» **DIRECTIONS FOR THIS TASK**: Convert the material below into a JSON list of strings, with one string for each line and blank lines omitted.

» **INPUT MATERIAL**:
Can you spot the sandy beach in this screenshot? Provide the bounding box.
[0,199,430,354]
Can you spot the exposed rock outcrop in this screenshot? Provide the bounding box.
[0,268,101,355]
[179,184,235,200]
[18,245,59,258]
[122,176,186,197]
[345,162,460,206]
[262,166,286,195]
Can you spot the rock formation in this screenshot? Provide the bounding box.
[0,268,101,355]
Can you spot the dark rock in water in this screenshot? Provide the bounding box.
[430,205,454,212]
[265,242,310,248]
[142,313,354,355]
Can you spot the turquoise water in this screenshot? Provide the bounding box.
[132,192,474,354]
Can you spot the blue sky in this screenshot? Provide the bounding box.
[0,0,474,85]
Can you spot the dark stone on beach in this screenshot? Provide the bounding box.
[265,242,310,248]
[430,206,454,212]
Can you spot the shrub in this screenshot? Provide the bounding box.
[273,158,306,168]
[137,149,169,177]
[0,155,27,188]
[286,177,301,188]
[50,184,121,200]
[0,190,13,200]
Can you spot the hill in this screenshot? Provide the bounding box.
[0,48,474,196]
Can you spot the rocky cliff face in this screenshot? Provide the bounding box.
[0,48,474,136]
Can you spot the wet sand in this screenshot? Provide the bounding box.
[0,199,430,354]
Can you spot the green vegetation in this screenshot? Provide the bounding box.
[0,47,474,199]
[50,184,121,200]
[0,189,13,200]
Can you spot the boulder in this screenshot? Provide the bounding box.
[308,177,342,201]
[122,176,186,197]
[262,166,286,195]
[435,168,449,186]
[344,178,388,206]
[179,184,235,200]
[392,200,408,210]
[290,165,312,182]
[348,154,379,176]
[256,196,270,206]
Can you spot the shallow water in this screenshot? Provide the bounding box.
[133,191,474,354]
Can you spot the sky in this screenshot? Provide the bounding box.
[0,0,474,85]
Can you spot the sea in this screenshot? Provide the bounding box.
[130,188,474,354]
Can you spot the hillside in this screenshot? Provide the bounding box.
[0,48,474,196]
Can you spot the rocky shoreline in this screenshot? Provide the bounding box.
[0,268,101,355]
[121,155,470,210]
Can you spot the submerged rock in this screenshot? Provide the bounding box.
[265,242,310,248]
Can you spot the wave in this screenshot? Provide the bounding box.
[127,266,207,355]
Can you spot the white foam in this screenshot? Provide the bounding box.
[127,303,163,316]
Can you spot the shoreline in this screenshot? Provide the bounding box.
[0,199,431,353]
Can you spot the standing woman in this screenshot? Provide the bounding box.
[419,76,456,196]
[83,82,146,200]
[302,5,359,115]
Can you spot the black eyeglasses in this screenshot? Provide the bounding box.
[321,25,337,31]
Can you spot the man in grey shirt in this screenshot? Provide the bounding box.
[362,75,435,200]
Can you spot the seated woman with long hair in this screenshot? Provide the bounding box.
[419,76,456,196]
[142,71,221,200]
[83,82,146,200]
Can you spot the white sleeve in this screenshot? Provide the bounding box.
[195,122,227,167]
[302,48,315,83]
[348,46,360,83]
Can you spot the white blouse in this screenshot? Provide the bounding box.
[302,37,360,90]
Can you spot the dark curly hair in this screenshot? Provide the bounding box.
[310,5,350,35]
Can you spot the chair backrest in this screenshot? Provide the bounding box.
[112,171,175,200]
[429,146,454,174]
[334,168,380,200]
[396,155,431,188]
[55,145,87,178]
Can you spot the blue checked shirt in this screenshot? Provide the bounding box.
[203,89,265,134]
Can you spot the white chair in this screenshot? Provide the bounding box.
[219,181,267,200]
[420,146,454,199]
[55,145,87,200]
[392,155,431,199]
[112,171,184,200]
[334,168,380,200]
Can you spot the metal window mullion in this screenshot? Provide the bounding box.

» **OUTPUT**:
[
  "Can you spot the sandy beach in this screenshot? Provide the bounding box.",
  "[0,199,430,354]",
  "Can you spot the exposed rock outcrop in this screenshot? Provide the bounding box.",
  "[0,268,101,355]",
  "[179,184,235,200]",
  "[18,245,59,258]",
  "[122,176,186,197]",
  "[345,162,460,206]",
  "[262,166,286,195]",
  "Can you spot the rock formation in this screenshot? Provide the bounding box.",
  "[0,268,101,355]",
  "Can you spot the dark rock in water in this screenshot? Provide the bounding box.",
  "[430,205,454,212]",
  "[265,242,310,248]",
  "[142,313,354,355]",
  "Can you spot the turquoise water in this screenshot? Provide the bounding box.",
  "[132,192,474,354]",
  "Can you spot the blue sky in this screenshot? Provide the bounding box.",
  "[0,0,474,85]",
  "Can you spot the dark stone on beach in this screenshot? Provide the bounding box.",
  "[265,242,310,248]",
  "[430,206,454,212]",
  "Can you spot the shrub in this screenshot? Provide the bounding box.",
  "[273,158,306,168]",
  "[137,149,169,177]",
  "[0,155,27,188]",
  "[286,177,301,188]",
  "[50,184,121,200]",
  "[0,190,13,200]",
  "Can you spot the hill in this screenshot? Provide the bounding box.",
  "[0,48,474,196]",
  "Can you spot the rocky cliff face in this screenshot? Provide the bounding box.",
  "[0,48,474,136]",
  "Can you spot the wet sand in this screenshot? Provide the bounding box.",
  "[0,199,430,354]",
  "Can you spot the green vegetation in this screenshot? Provide the bounding box.",
  "[0,47,474,199]",
  "[50,184,121,200]",
  "[0,189,13,200]",
  "Can you spot the boulder in this screenshot? Provide the bounding box.",
  "[308,177,342,201]",
  "[122,176,186,197]",
  "[262,166,286,195]",
  "[435,168,449,186]",
  "[344,178,388,206]",
  "[179,184,235,200]",
  "[392,200,408,210]",
  "[290,165,312,182]",
  "[348,154,379,176]",
  "[256,196,270,206]",
  "Can you spot the shallow water in this screenshot? Provide the bounding box.",
  "[133,191,474,354]",
  "Can you spot the sky in this screenshot? Provide the bounding box.",
  "[0,0,474,85]",
  "Can you spot the sea in this screenshot? Provide the bounding box.",
  "[130,188,474,354]",
  "Can you spot the hillside in this screenshot? Provide the bounding box.",
  "[0,48,474,196]",
  "Can you spot the rocky shoreline in this screenshot? Provide the bounding box.",
  "[0,268,101,355]",
  "[121,155,470,210]",
  "Can you spot the submerged rock in this screenshot? Provide the bounding box.",
  "[265,242,310,248]",
  "Can you spot the wave in this screenshot? Provide the bounding box.",
  "[127,266,207,355]",
  "Can you spot the white foam in this screenshot? Provide the bounding box.",
  "[127,303,163,316]",
  "Can you spot the shoreline in this screenshot? Provide the bounding box.",
  "[0,199,431,353]",
  "Can you spot the standing woman in this screenshot? Provide the bounding box.",
  "[419,76,456,196]",
  "[83,82,146,200]",
  "[302,5,359,115]",
  "Can you spot the black eyeglasses in this screenshot? Provide the bounding box.",
  "[321,25,337,31]",
  "Can you spot the man in grey shirt in this screenshot? Provide the bounding box.",
  "[362,75,435,200]",
  "Can you spot the seated woman with long hair in this screenshot? Provide the bounding box.",
  "[419,76,456,196]",
  "[142,71,221,200]",
  "[83,82,146,200]",
  "Can you spot the white sleeve in this screenshot? Provide the bounding box.",
  "[195,122,227,167]",
  "[302,48,315,83]",
  "[348,46,360,83]",
  "Can you spot the white blouse in this screenshot? Provide the bounding box.",
  "[302,37,360,90]",
  "Can you spot the dark curly hair in this screenshot? Provide the bounding box.",
  "[310,5,350,35]",
  "Can you spot the chair backrest in this screenshot? Provide the bounding box.",
  "[112,171,175,200]",
  "[429,146,454,174]",
  "[334,168,380,200]",
  "[396,155,431,188]",
  "[55,145,87,178]",
  "Can you spot the blue checked shirt in this screenshot? Provide the bounding box.",
  "[203,89,265,134]",
  "Can you spot the white chair in this screenshot? Provide the bounding box.",
  "[219,181,267,200]",
  "[420,146,454,199]",
  "[55,145,87,200]",
  "[392,155,431,199]",
  "[112,171,184,200]",
  "[334,168,380,200]",
  "Can you spot the metal window mullion in this screenshot? Provide the bounding box."
]